*Stated exercise*: Please show each line of the entries below that contains the word "floor".

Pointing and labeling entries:
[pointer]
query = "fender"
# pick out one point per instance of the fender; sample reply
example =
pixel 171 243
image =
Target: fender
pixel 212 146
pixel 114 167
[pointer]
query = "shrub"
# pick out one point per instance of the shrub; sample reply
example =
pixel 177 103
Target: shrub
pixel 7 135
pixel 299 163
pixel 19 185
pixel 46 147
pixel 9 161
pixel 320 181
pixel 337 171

* * *

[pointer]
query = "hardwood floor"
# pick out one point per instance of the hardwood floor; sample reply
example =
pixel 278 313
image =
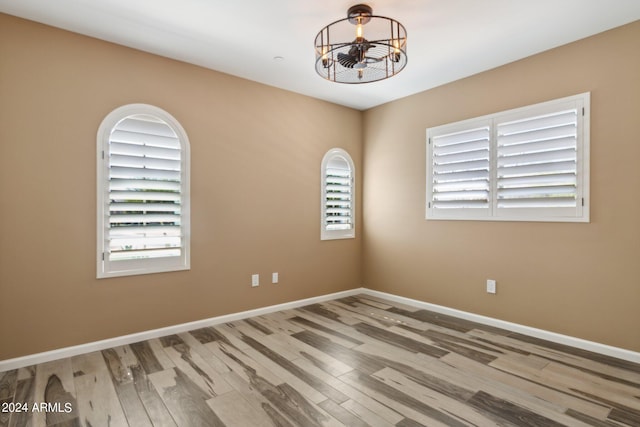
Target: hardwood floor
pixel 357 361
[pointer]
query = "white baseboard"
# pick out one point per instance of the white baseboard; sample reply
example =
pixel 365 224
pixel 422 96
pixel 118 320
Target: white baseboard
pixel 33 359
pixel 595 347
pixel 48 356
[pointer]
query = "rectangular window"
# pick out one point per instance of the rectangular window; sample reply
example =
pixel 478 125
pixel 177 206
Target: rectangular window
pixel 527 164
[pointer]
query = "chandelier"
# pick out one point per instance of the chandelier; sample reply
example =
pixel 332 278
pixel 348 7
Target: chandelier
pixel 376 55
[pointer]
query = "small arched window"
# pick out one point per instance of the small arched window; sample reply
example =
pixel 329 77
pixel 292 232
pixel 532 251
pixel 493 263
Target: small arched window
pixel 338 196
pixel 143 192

* * *

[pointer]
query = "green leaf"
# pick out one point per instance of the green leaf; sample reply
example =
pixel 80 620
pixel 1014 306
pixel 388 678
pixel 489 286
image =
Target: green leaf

*Task solution*:
query = "hardwood floor"
# pick out one point per instance of the hardwood floor; sample reply
Target: hardwood floor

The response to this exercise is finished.